### INSTRUCTION
Render the listing as a JSON array of strings, one string per line and no blank lines. Start at its first line and end at the line containing "Target: dark wood trim", including both.

### EXTRACTED MATERIAL
■ ■ ■
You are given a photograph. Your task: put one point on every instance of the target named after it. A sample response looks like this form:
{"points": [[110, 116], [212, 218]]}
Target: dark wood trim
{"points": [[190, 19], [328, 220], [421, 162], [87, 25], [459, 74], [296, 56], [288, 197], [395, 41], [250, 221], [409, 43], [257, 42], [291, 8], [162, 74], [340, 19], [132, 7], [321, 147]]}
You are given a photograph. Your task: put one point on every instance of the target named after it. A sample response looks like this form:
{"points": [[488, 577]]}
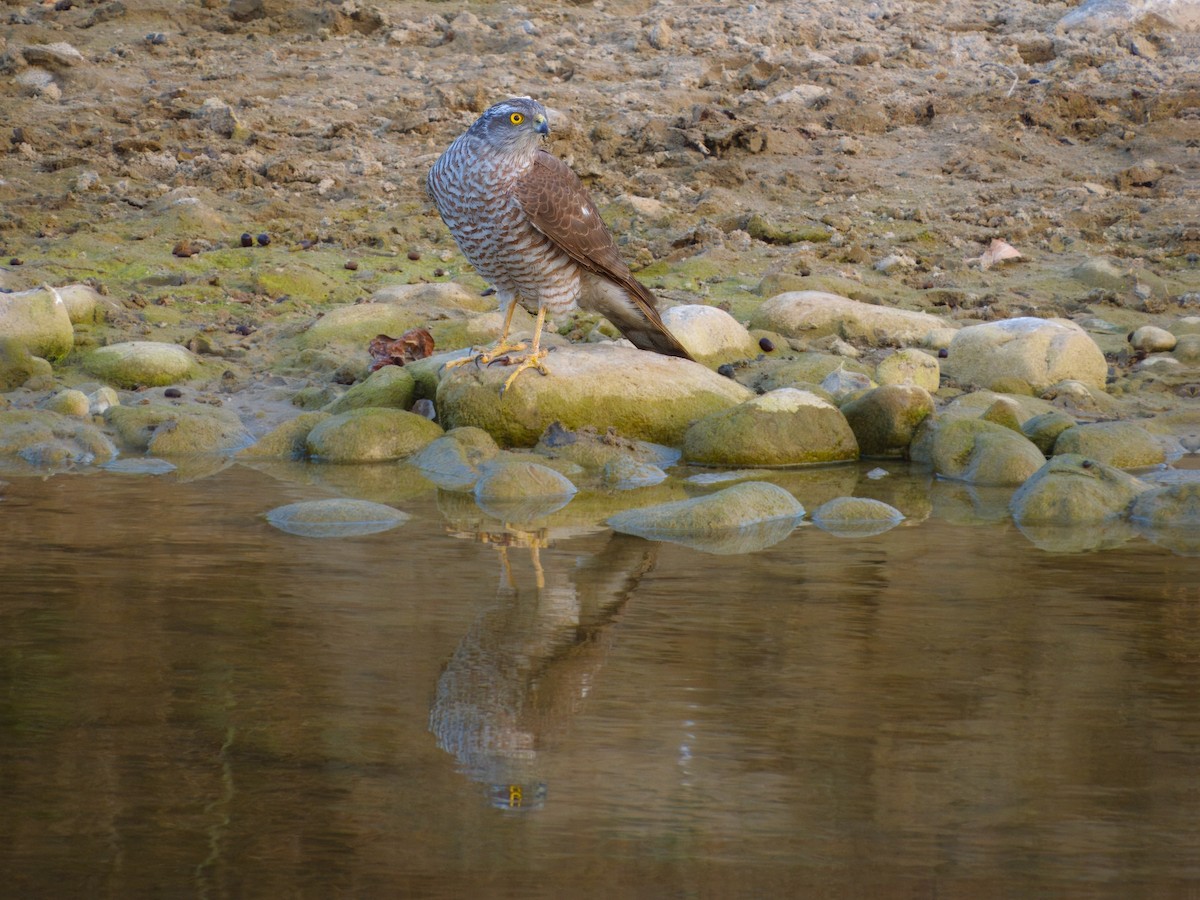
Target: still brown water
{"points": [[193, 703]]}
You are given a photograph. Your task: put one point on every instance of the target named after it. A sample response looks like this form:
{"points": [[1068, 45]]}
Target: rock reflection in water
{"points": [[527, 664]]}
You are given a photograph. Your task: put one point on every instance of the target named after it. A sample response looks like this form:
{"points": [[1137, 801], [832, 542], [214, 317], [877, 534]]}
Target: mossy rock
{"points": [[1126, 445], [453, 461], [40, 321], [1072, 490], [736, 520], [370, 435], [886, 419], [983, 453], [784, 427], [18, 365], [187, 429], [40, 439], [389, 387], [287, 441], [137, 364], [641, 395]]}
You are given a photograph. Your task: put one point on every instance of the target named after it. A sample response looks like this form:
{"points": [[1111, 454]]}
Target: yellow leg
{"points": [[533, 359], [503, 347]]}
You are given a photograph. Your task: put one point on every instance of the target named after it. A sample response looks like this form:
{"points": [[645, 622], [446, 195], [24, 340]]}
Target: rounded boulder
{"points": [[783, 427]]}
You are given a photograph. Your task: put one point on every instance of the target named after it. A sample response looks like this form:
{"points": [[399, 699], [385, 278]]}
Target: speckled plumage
■ ■ ■
### FINAL RESULT
[
  "You are given a photograph. Your task: put one point on every instance of the target named after it. A sample response looks like this form:",
  "{\"points\": [[110, 116], [212, 218]]}",
  "Target: dark wood trim"
]